Exercise details:
Without the images, reproduce every entry exactly.

Image point grounding data:
+ + +
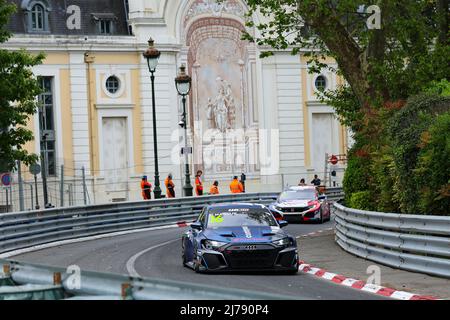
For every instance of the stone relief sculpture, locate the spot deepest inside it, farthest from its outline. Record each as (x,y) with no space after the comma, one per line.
(221,113)
(215,8)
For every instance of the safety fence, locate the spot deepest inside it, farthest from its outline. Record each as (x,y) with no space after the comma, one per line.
(68,186)
(22,281)
(28,229)
(410,242)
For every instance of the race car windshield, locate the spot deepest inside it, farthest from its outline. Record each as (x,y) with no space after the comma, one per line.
(298,195)
(240,217)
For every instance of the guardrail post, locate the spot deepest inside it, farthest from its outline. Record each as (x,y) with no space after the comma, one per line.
(126,291)
(6,269)
(83,172)
(61,190)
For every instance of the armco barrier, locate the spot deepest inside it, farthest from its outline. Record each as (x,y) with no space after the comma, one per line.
(94,285)
(28,229)
(410,242)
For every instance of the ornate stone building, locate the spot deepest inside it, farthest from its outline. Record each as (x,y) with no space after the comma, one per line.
(246,114)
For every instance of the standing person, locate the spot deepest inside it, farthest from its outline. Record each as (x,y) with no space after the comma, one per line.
(236,186)
(316,181)
(198,183)
(146,188)
(214,188)
(170,186)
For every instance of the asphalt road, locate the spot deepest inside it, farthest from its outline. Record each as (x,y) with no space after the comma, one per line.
(157,254)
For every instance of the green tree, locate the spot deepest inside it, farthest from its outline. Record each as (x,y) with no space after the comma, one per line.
(433,170)
(18,91)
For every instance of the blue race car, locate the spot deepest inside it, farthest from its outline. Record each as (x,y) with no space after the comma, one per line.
(238,236)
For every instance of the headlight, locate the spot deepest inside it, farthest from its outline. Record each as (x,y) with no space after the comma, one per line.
(213,245)
(282,242)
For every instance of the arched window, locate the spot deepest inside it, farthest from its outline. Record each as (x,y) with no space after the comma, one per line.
(37,18)
(112,84)
(37,15)
(321,83)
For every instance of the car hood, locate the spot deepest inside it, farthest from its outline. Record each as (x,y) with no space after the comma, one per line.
(293,203)
(245,234)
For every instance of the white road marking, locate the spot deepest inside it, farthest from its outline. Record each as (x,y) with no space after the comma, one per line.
+ + +
Written response:
For every instance of the stone relief sculpture, locate the spot deepest inside it, farthest from its outline. Record each as (x,y) with no space after the comma, one per line.
(221,113)
(215,8)
For every instance of the safety fence, locate the spot deepest inside it, farthest from its outline. Record each as (x,y) with no space after the comma, one per line.
(68,186)
(22,281)
(28,229)
(410,242)
For every instance of the race car windshield, locate the spot deepest inside it, farthest from its outline. Record each as (x,y) with no space after the comma, one per line.
(298,195)
(240,217)
For every instance of the guardrail post, locate the spot deepest inside it, farthest from its outline. Record each as (x,y) with no space after the comma, one per line.
(126,291)
(6,269)
(83,172)
(61,190)
For every instance of the armco barrier, locate the spot deepest inside it, farthest from its outline. Record each as (x,y) with no space after the comma, one per line.
(94,285)
(28,229)
(410,242)
For every instance of the ornate stone building, locate the spot deepest inside it, farthest from its outline. Record each as (x,y) with no space after the comma, one per line.
(246,114)
For every instance of the standing person, locate the spot deepest inside it, farthest from its outline. Record each as (x,y) with no space after the comma, one per line.
(236,186)
(316,181)
(198,183)
(146,188)
(214,188)
(170,186)
For every instance of the asphalt road, locate the spot deepest inside it, farthest from its outline. Record each as (x,y) with no space after the comma, one per line.
(157,254)
For every instance of the green tree, locate the spot deepest inside it, farthest from its outline. Record each as (x,y) with no space after the comma, one per line.
(433,170)
(18,91)
For every instance of the blue race car, locate the spot deepest inside it, farthest from its outline. Record each as (x,y) with no space after the comma, one per line.
(238,236)
For every instance of the headlight, locate the spot deepest inside it, farthest from its outline. Record each as (x,y) with no space after the comma, one per line.
(213,245)
(282,242)
For every instance of the arched window, locate the spot deepest inside it, farthest from its outline. Record each as (x,y) with no space after the comma, one per line.
(37,18)
(112,84)
(37,15)
(321,83)
For every instance of the car hood, locate the spot deepest inside it, farthest from its outline. Record each as (x,y) with no space after the comma, one per line.
(293,203)
(245,234)
For every instance of the white road marking, locate the spot deepest inside it, farthest from its outline. Record each as (x,y) with no space after the comma, one per line.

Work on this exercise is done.